Diesen Potentialen widmet sich nun die Studie des Bundesamts für Sicherheit in der Informationstechnik (BSI). Die Studie „Secure Municipal Internet of Things Infrastructures“ (SMIoTI) startete im Frühjahr und betrachtet die IoT-Infrastrukturen in acht deutschen Städten. Es ist eine Erkenntnis, die die Studie vorab liefert: Es braucht nicht unbedingt Größe, um digitale Pionierarbeit zu leisten. Auch in Städten wie Kaiserslautern finden sich smarte Perlen.
„Vielerorts stecken die Smart-City-Infrastrukturen noch in den Kinderschuhen“, sagt BSI-Präsident Arne Schönbohm. Als Cybersicherheitsbehörde des Bundes wolle man mit der Studie Handlungsempfehlungen und eine Basis für zukünftige Standards entwickeln. Schönbohm: „So wollen wir die Informationssicherheit kommunaler IoT-Infrastrukturen in ganz Deutschland mitgestalten.“ Die Studie läuft bis in die zweite Jahreshälfte 2021.

● ● ● ●

Aufgabenstellung |
1. Fasse den Text zur BSI-Studie in zwei Sätzen zusammen.
2. Setze den Text zur BSI-Studie bitte nach seinem letzten Satz fort.

Extrahierte Daten |
● ● ● ●

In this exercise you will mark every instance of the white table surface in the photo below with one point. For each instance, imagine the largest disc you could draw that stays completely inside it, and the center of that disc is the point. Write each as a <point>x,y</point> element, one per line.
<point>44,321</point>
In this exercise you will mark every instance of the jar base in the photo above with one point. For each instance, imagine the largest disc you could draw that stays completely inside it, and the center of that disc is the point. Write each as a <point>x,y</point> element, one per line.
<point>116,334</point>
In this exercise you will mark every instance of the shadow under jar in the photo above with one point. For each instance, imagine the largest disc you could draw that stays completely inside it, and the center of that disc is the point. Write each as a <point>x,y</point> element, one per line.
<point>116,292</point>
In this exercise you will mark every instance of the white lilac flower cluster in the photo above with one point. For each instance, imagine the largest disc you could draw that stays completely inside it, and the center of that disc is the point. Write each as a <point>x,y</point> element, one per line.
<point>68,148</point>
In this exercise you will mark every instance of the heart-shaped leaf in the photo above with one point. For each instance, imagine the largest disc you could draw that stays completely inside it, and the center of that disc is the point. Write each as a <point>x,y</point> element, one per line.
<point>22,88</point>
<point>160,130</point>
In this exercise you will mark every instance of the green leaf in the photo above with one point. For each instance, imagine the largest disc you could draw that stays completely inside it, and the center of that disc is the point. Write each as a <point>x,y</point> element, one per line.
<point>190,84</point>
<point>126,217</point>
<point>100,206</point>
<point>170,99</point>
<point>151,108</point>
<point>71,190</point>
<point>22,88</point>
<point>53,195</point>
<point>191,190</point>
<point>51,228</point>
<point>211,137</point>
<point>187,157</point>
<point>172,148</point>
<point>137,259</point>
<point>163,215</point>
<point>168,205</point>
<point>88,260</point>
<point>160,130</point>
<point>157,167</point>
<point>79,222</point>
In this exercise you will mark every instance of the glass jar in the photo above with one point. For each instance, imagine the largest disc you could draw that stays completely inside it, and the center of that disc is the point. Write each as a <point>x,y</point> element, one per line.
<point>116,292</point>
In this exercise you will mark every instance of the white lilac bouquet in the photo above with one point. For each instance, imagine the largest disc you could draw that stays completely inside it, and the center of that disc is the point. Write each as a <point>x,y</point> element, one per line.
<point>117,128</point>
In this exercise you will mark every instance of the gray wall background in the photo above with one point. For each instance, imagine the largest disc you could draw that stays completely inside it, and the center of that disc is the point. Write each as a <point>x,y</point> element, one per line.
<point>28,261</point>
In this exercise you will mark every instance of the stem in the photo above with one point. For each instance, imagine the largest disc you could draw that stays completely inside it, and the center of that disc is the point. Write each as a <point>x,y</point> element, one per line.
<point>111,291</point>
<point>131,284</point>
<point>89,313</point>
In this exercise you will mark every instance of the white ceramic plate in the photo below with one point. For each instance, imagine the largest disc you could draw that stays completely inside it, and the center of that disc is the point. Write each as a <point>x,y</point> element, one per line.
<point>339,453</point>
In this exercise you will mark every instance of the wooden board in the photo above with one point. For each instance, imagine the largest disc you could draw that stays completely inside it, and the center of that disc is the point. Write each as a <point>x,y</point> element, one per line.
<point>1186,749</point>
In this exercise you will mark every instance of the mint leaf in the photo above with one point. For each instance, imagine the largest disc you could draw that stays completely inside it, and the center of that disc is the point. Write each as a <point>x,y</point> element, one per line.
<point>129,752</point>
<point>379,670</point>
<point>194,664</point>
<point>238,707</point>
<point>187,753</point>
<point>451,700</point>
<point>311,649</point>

● ● ● ●

Ergebnisse |
1. Die BSI-Studie „Secure Municipal Internet of Things Infrastructures“ (SMIoTI) startete im Frühjahr, betrachtet die IoT-Infrastrukturen in acht deutschen Städten und läuft bis in die zweite Jahreshälfte 2021. BSI-Präsident Arne Schönbohm sagt, dass die Smart-City-Infrastrukturen vielerorts noch in den Kinderschuhen stecken, und die Behörde will mit der Studie Handlungsempfehlungen und eine Basis für zukünftige Standards entwickeln.

2.
An der Studie beteiligt sind vier Kommunen der „Modellprojekte Smart Citys“ des Bundesinnenministeriums. Das Programm „Modellprojekte Smart Citys“ möchte Strategien für das Stadtleben der Zukunft erproben. In einer ersten Staffel sind dafür 13 Kommunen ausgewählt. Aus diesem Reigen nehmen neben Kaiserslautern außerdem Haßfurt, Solingen und Wolfsburg nun an der BSI-Studie teil. In diesen Städten analysiert das BSI bereits bestehende Smart-City-Projekte hinsichtlich ihrer Informationssicherheit.
Gleichzeitig begleitet es die Städte Delbrück, Dresden, Paderborn und Ulm von Anfang an bei der Konzeptionierung und Umsetzung einzelner Projekte und dem Ausbau ihrer Smart-City-Infrastrukturen. Davon möchte die Studie Handlungsempfehlungen zur IT-Sicherheit für die Digitalisierung in Städten ableiten.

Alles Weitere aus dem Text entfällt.